• **REQUIRED TASK 1**: Reproduce the records word for word, starting at the line containing "query (the noun phrase to segment): blue" and ending at the last line of the records.

• **SELECTED EXTRACT**:
___

A Study of Psalm 139
As we get started today, let me tell you about a book I’ve just finished reading, which is published by Tyndale House. When the remains of the Titanic were discovered, ABC sent Dr. Michael Guillen, author of Believing is Seeing, to cover the story. He had been hired as the lead Science correspondent for ABC news after doctoral work at Cornell University and Harvard in the fields of physics, mathematics and astronomy. His extensive study in the sciences had led him to reject his atheism, proclaiming that the “Christian worldview best answers all my questions… (and) best squares with the scientific worldview…it’s easy for me to be both a scientist and a Christian.”
Now, Guillen had never learned to swim and he was terrified by the water. But he had no choice but to squeeze into a tiny Russian-made submarine-like capsule and go to the very bottom of the Atlantic Ocean. He found himself lying flat on his stomach in the tiny sub, peering out the window. Suddenly he saw rivets, and he realized he was face to face with the famous doomed ship. He began to cry when he saw it. During the next hour or so, the pilot of the sub took Guillen on a tour of the remains of the vessel, and then there was a problem.
The sub became caught in a fast-moving, deep-underwater current, which slammed it into the Titanic’s propeller. The submarine got caught. Ten minutes passed, and Guillen fought the panic that was overtaking him. He knew they had limited oxygen and no way to get help from above. As the pilot of the sub fought to free the vessel from the propeller, a heavy, crushing depression and sadness came over Guillen, and he thought of how he would likely perish just like the remains of all the victims of the tragedy on the Titanic just on the other side of the window. He was terrified.

___

• **DATA EXTRACT**:
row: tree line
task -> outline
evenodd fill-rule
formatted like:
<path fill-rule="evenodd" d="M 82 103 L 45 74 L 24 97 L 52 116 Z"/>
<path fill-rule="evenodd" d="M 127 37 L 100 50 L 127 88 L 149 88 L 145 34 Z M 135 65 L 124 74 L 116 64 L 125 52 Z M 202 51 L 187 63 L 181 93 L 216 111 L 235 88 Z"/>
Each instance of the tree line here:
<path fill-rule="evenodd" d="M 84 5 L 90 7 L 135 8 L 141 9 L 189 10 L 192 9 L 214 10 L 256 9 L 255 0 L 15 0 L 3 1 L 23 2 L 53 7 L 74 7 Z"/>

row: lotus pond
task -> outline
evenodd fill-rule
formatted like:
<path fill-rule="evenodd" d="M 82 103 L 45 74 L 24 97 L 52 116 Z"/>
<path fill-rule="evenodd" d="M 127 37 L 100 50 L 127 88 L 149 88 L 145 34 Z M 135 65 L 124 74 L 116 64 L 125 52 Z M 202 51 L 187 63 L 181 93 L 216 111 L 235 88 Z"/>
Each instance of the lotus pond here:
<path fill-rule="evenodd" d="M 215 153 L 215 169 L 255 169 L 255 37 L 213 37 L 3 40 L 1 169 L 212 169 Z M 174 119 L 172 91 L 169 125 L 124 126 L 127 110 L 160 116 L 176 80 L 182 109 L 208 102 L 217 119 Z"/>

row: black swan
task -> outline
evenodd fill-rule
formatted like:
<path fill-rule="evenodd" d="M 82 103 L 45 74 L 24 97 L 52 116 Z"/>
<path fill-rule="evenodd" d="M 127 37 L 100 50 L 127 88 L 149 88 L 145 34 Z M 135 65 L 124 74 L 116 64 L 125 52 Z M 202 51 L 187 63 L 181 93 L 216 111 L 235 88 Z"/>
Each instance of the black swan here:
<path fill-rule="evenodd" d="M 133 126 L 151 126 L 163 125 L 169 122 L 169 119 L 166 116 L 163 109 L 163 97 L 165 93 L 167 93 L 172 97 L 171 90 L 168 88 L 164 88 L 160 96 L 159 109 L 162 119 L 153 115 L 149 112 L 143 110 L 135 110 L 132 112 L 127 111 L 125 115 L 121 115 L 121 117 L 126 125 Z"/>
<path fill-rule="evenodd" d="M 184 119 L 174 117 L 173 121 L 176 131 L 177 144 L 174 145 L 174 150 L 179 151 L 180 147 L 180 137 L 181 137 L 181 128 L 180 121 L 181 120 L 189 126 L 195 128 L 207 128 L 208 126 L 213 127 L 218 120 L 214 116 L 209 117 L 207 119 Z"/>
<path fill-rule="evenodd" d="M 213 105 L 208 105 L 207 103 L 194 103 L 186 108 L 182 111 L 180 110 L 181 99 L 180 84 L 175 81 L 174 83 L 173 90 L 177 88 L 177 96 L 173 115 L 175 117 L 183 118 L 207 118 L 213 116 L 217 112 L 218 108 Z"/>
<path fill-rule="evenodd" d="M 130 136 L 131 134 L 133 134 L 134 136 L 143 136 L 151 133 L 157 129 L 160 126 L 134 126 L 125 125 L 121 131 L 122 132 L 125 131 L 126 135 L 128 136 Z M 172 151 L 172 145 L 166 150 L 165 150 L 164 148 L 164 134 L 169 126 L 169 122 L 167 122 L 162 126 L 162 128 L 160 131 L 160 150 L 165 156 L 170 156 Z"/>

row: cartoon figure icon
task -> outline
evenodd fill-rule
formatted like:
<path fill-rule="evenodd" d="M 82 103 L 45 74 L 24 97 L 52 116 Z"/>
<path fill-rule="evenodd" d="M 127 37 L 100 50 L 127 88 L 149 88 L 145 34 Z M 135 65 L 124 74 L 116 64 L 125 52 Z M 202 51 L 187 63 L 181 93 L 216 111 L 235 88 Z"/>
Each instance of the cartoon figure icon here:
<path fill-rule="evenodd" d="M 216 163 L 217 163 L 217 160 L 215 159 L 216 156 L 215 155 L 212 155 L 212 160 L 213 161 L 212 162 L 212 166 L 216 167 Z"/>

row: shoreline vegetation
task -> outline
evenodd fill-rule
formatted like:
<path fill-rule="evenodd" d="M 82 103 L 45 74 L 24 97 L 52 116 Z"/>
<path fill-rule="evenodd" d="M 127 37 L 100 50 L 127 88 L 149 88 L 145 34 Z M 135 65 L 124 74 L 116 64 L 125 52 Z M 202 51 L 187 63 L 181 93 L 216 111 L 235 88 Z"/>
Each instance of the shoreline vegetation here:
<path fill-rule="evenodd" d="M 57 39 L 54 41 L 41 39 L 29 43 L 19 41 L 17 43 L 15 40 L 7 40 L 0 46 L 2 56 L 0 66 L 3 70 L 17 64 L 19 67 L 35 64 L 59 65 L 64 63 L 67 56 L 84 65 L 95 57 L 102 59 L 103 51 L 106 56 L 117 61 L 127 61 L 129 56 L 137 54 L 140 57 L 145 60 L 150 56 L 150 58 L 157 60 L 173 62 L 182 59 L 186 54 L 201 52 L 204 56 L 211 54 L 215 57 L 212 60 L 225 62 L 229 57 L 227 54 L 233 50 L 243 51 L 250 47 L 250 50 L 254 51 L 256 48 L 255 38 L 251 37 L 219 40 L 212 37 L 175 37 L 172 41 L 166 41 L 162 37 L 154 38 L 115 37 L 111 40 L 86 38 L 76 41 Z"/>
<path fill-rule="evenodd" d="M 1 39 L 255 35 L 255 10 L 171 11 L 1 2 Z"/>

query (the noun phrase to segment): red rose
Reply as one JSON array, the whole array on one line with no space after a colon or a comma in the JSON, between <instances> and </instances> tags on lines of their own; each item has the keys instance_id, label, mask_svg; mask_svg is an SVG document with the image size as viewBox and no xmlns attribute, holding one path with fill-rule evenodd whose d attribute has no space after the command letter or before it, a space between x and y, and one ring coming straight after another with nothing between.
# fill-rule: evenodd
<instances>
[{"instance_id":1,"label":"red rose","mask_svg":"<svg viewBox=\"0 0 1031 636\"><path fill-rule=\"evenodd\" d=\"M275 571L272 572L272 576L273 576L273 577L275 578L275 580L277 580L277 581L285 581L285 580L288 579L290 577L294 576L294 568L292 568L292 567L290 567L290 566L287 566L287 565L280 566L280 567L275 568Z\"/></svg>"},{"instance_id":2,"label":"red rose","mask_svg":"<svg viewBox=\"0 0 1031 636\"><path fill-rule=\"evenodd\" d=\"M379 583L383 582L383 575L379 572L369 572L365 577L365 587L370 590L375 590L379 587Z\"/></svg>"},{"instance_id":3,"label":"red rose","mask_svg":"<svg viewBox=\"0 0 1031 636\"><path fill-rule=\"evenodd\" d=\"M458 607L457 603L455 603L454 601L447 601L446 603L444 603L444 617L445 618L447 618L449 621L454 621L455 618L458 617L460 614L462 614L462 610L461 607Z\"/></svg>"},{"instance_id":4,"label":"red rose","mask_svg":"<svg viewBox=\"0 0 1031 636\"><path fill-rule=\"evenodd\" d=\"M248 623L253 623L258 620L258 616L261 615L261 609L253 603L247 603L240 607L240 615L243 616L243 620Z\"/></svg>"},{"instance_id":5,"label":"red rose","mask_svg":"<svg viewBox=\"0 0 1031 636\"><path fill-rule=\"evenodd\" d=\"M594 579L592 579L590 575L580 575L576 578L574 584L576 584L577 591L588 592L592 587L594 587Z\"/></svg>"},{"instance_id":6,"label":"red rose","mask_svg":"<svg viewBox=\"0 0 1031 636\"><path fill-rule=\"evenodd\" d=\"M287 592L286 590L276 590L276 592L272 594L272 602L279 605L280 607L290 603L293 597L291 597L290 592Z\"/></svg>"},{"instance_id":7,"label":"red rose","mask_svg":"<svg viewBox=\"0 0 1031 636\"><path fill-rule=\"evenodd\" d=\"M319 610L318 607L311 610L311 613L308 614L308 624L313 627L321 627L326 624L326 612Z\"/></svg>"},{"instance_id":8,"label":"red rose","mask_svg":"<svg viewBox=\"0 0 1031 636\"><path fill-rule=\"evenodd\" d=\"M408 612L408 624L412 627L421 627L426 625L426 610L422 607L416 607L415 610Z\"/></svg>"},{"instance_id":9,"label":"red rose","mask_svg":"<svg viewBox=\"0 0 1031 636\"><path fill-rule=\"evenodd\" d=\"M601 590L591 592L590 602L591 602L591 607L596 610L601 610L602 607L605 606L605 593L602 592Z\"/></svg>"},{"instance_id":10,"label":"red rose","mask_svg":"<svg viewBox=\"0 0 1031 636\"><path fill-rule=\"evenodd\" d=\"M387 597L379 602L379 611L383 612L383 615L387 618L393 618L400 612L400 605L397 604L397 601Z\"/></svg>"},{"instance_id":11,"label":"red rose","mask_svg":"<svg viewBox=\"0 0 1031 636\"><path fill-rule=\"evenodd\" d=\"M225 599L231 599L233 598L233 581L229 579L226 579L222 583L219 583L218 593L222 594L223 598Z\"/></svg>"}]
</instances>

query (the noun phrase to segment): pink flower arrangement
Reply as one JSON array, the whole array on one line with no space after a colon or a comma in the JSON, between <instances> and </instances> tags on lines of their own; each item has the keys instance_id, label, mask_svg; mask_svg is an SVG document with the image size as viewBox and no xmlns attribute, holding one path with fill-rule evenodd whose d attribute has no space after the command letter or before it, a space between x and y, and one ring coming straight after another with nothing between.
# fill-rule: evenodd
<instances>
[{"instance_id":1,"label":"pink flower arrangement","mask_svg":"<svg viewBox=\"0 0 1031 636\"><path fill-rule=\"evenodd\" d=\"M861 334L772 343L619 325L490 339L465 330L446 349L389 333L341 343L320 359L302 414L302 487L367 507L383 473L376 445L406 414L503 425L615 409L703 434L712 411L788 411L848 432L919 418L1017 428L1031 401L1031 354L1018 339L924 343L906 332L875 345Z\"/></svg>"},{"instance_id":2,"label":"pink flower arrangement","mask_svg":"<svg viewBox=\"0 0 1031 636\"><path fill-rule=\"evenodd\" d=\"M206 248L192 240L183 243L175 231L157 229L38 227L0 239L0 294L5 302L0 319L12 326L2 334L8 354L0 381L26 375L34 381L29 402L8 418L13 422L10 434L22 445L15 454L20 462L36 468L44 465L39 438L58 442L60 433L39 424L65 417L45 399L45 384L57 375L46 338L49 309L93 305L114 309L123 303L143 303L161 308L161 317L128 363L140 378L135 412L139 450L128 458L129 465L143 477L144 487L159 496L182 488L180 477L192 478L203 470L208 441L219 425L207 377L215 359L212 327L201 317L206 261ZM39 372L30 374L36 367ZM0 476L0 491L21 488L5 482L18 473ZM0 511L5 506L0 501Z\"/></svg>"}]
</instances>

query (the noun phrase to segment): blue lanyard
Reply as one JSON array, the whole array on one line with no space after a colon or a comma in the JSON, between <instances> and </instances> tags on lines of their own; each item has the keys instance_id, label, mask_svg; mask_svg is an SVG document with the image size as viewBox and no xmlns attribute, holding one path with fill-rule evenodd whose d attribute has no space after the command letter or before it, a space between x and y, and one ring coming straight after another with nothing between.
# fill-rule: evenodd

___

• **REQUIRED TASK 2**:
Answer these questions from the Psalm 139 study:
(a) Which news network sent Michael Guillen to cover the discovery of the Titanic's remains?
(b) What had Guillen never learned to do?
(c) Into what part of the Titanic did the current slam the sub?

• **FINISHED ANSWER 1**:
query (the noun phrase to segment): blue lanyard
Reply as one JSON array, the whole array on one line with no space after a colon or a comma in the JSON, between <instances> and </instances> tags on lines of their own; each item has the keys instance_id, label, mask_svg; mask_svg is an SVG document with the image size as viewBox and no xmlns attribute, holding one path with fill-rule evenodd whose d attribute has no space after the command letter or before it, a space between x and y, and one ring coming straight after another with nothing between.
# fill-rule: evenodd

• **FINISHED ANSWER 2**:
(a) ABC
(b) Swim
(c) The Titanic's propeller